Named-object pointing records
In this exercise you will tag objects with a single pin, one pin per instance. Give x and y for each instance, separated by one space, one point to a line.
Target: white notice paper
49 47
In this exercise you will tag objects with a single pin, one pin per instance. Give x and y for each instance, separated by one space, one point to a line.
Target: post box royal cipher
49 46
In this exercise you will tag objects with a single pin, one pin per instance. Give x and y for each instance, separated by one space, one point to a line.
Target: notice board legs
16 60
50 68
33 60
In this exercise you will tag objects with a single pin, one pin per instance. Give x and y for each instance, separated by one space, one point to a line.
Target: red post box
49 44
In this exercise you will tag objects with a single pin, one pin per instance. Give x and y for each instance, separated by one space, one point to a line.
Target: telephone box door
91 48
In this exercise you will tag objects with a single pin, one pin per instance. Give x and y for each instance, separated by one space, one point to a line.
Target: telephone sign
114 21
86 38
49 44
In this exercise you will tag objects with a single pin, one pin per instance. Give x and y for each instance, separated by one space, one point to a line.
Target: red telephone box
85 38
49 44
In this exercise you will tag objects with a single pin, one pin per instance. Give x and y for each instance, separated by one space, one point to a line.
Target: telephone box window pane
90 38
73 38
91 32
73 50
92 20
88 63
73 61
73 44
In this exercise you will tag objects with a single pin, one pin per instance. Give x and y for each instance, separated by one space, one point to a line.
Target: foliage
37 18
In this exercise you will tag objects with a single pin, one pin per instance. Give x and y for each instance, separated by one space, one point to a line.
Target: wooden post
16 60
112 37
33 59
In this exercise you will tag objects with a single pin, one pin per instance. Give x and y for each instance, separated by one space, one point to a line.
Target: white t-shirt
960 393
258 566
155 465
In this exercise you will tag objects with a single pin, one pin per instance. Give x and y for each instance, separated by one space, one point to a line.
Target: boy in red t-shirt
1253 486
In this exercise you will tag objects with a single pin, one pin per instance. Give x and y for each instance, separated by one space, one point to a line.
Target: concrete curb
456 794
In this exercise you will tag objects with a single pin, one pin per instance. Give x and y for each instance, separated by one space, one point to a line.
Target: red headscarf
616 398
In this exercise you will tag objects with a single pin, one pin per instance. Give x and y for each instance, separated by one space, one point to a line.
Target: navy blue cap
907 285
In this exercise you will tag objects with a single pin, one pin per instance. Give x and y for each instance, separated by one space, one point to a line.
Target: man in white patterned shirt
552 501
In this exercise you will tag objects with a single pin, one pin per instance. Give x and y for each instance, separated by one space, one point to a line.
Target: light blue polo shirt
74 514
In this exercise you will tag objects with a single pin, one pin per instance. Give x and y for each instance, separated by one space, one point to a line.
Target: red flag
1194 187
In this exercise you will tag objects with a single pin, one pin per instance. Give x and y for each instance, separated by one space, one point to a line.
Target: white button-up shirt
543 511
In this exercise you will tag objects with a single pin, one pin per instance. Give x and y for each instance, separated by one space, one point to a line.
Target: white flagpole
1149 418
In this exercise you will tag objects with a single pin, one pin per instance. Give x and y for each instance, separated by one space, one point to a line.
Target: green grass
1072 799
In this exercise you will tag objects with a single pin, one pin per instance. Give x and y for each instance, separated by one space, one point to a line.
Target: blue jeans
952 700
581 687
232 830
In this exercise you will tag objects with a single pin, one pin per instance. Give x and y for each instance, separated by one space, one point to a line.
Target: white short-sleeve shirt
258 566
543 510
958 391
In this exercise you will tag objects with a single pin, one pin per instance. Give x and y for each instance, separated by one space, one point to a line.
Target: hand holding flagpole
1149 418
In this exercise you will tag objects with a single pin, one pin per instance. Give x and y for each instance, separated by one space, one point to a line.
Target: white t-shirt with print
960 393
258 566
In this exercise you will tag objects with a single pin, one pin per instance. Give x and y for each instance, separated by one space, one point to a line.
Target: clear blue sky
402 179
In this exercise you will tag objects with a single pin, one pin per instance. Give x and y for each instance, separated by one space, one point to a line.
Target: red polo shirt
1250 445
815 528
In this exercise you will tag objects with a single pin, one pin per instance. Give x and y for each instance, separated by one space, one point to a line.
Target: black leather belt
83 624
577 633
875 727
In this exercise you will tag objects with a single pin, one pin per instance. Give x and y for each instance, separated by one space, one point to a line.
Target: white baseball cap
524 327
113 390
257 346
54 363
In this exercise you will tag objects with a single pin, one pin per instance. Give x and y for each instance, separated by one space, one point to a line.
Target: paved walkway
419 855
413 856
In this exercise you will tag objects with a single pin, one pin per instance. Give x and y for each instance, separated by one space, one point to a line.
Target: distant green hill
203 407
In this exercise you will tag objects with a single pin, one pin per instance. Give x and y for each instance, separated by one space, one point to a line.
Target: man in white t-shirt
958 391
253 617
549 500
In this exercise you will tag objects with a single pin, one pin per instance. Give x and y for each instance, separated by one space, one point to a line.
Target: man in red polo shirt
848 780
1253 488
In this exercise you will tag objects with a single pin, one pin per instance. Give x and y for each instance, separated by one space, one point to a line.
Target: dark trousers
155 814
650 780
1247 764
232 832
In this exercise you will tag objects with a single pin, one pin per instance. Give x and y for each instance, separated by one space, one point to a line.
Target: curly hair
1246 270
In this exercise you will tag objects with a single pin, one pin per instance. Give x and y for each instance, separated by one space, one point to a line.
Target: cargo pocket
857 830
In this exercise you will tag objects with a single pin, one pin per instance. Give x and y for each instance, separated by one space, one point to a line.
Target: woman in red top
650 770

* What is needed *
Quote every line of the data, word for word.

* Exercise result *
In this exercise you will tag objects with a single pin, one pin per instance. Give x and y for each instance, separated by one space, one point to a line.
Target: white notice paper
49 47
In this exercise you will tag objects with a single pin, one pin per instance. Give x and y for each instance, separated by one space, one point to a line.
Target: post box royal cipher
49 46
In this exercise you will tag objects with a single pin, one pin per instance. Give x and y for each instance, separated by one space, one point to a line.
Target: notice board legs
16 60
50 68
33 60
In this exercise you will tag objects with a single pin, one pin per instance. Give x and y for each instance, separated by one space, one point to a line.
Target: red post box
49 44
In this exercise you will tag objects with a single pin, one pin per instance. Give x and y for each instance, separated by one space, one point to a line.
Target: telephone box door
91 48
In this exercise you will tag objects with a single pin, one pin per instance. Give x and y for each instance, separated by one space, one point to a line.
Target: telephone sign
114 21
86 38
49 44
In this exercise you will tag objects with a single pin, one pin per instance. Give x and y for each instance, separated by one space, one point to a line.
Target: red telephone box
85 38
49 44
In this exercise you will tag objects with a single pin, one pin per instance. Give x and y for each instance, separated by one space, one point to a line.
Target: telephone box window pane
90 38
73 38
91 32
73 50
92 20
88 63
73 61
73 44
In this exercise you will tag objects with a single pin, one pin per instance. Give x and y for each instance, separated by one space, one point to a line.
Target: foliage
37 18
In this exercise you will tag objects with a single pin, one pin per instance. Give x and y for each instance, separated by one space, one point to a line.
Target: wooden post
16 60
112 37
33 59
In this exercise you will tag objects with a single pin, one pin per instance. Give x and y for each instance, separated by one space, one point to a line.
Target: white t-shirt
960 393
258 566
155 465
In this exercise you will tag objects with a single pin, one pin per instance. Give x and y for each instance, separated by one space, one point to a line.
Target: boy in red t-shirt
1253 486
In this exercise you will tag objects with a single pin, one pin per instance. Give x and y for each instance, separated by one space, one point to a line.
Target: concrete curb
456 794
In this exercise you will tag objects with a single pin, one pin per instance. Give x and y for each instance, separated by one space, one point to a line.
Target: red headscarf
616 398
In this exercise you will tag objects with a single pin, one pin per instance. Give x and y for each instance, separated by one space, one point to a line.
Target: navy blue cap
907 285
In this exercise you will tag objects with a single pin, one pin per instance. Give x and y for each instance, separated by one space, one point to a line.
Target: man in white patterned shirt
552 501
In this exercise you will tag objects with a single pin, one pin per instance. Give x and y for each instance, separated by one space, one point to a line.
Target: light blue polo shirt
74 514
In this exercise you will tag objects with a single pin, one pin per instance. Give x and y for each instance, separated by one space, one point to a line.
Target: red flag
1194 187
In this exercise you will tag objects with a single pin, one pin per instance. Give x and y for each instance, separated by one space, one point to a line.
Target: white button-up shirt
543 511
In this exercise you will tag objects with a single pin, one pin per instance. Give x and y for each instance, separated by one space, one point to a line.
Target: white flagpole
1149 418
In this exercise you will tag objects with a single pin, one pin per instance. Give x and y for each instance, separated by one space, one point to a line.
Target: green grass
1072 799
In this exercise you will tag objects with a single pin, one pin per instance. Give x and y for each instance, separated by one space, one point to a line.
Target: blue jeans
952 700
581 687
232 830
In this exercise you will tag objects with a single pin, one pin per instance. Give x and y for each instance, separated by one space, one point to a line.
Target: white short-sleeve shirt
258 566
543 510
958 391
In this exercise you will tag objects with a single pin, one pin per instance. Give x and y for each instance, separated by one space, one point to a line.
Target: hand holding flagpole
1149 418
In this exercise you will tag objects with a single pin, one pin per instance. Give x and y for each instance, separated by one space, one point to a line.
Target: white t-shirt with print
960 393
258 566
In this exercise you will tag objects with a single pin, one pin per instance. Give x and y for each instance, separated by one space, one point to a line.
Target: clear blue sky
402 179
In this exercise you will tag objects with a single pin, one pin per instance. Give x and y for each instance, separated by one space, one point to a line.
Target: red polo shirt
1250 445
815 528
In this exercise you will tag objects with a single pin, one pin per instance. Give x and y for each instance, separated by one space, one point to a line.
Target: black leather belt
83 624
577 633
875 727
In this exercise you will tag objects with a single pin, one pin per instance. Give x and y for each instance, separated by one space, one point to a line.
Target: white baseball cap
524 327
113 390
257 346
54 363
In this exercise you will tag objects with a single pin, one pin per instance. Give x and y for each instance, separated by one space, one point to a line.
Target: paved walkway
419 855
413 856
In this exercise you will tag objects with a single pin, one pin per instance. Give x and y for each instance, separated by one space, one point to a line.
Target: distant green hill
203 407
In this exercise you will tag objects with a single pin, one pin per instance. Give x and y for each instance, separated by one space, one point to a line.
Target: man in white t-shirt
958 391
253 617
549 500
In this exercise you will tag objects with a single pin, one pin per instance. Give x and y for each instance, separated by one space, one point to a line.
Target: man in red polo shirt
848 780
1253 488
In this exercise you will tag objects with a single pin, one pin per instance. Give x and y for each instance, separated by one space, one point to a line.
Target: dark trousers
155 814
650 780
1247 764
232 832
In this exercise you will tag objects with a single pin, one pin per instance. Give x and y for each instance, separated by one space, one point to a line.
Target: curly hair
1246 270
In this exercise you will tag objects with a single pin, one pin per instance. Give x and y for each instance, separated by one space, one point to a line.
Target: cargo pocket
857 830
In this exercise you will tag objects with a single pin, one pin per instance. Give x and y for each instance, separated by one space, one point to a line.
Target: woman in red top
650 770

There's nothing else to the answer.